* THE EXERCISE *
Copy the records below word for word, leaving out the pictures.

## BEGIN EXERCISE INPUT

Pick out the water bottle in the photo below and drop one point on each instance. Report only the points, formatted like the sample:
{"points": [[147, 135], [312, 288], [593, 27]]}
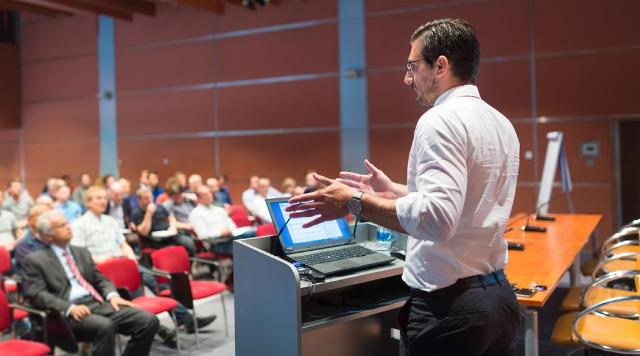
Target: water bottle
{"points": [[384, 239]]}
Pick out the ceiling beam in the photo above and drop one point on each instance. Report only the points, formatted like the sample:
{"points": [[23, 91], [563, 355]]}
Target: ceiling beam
{"points": [[13, 5], [95, 8], [216, 6], [142, 7]]}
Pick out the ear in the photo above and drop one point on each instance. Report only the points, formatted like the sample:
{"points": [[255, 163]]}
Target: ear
{"points": [[441, 65]]}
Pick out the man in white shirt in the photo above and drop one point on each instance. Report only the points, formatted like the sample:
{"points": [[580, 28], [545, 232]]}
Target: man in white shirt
{"points": [[212, 224], [461, 181]]}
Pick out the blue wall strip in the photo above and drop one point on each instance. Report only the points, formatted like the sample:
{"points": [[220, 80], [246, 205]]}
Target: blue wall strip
{"points": [[107, 99], [354, 138]]}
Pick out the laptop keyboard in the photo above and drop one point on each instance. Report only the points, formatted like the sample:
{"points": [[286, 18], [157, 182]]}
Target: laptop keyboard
{"points": [[335, 255]]}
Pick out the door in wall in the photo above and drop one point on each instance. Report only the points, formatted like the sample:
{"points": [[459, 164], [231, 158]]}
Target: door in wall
{"points": [[629, 132]]}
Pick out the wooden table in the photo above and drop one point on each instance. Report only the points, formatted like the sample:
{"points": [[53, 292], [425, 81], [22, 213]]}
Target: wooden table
{"points": [[546, 258]]}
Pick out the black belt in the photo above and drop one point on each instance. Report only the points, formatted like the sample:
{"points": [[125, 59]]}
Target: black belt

## END EXERCISE INPUT

* CORRECT ANSWER *
Pick out the water bottle in the photo below and drop one point on each instance. Report only the points, formatted like the sample:
{"points": [[147, 135], [312, 288], [593, 27]]}
Target: water bottle
{"points": [[384, 239]]}
Pick out the ceiling beam in the photo above and drop one point on each instance. Report only the points, formatted like the sample:
{"points": [[23, 91], [563, 355]]}
Target: ceiling beam
{"points": [[13, 5], [95, 8], [216, 6], [142, 7]]}
Pick out the ear in the photo above and drop one point on each instance. Report only the points, formatted like the sample:
{"points": [[255, 163]]}
Target: ear
{"points": [[441, 65]]}
Pick out the man in white shirt in the photo above and drop one point on each instance. Report only the points, formatted like the sample:
{"points": [[580, 28], [545, 232]]}
Target: man in white shirt
{"points": [[212, 224], [461, 181]]}
Pick out the blue wall strip in the photo above and drop one point on each instance. Report only the points, formatted like the sample:
{"points": [[220, 80], [246, 205]]}
Target: blue wall strip
{"points": [[107, 99], [354, 138]]}
Pick out the laptop keyboard in the photo above and drop one point on each instance. Report only the points, formatted like the sample:
{"points": [[286, 18], [157, 182]]}
Target: laptop keyboard
{"points": [[335, 255]]}
Pick out the door in wall in the photo above and drop one point on each instance. Report only the points, formatted like the sample:
{"points": [[459, 164], [231, 158]]}
Target: door in wall
{"points": [[629, 132]]}
Pick out the wooden table in the photo above and drop one point on each instance. Report only the points, formatted like the sample:
{"points": [[53, 292], [425, 81], [22, 213]]}
Target: wooden table
{"points": [[546, 258]]}
Pick out the black belt in the photo above and drop one point on each instance. Report only the points, formatted like the sample:
{"points": [[125, 59]]}
Target: black belt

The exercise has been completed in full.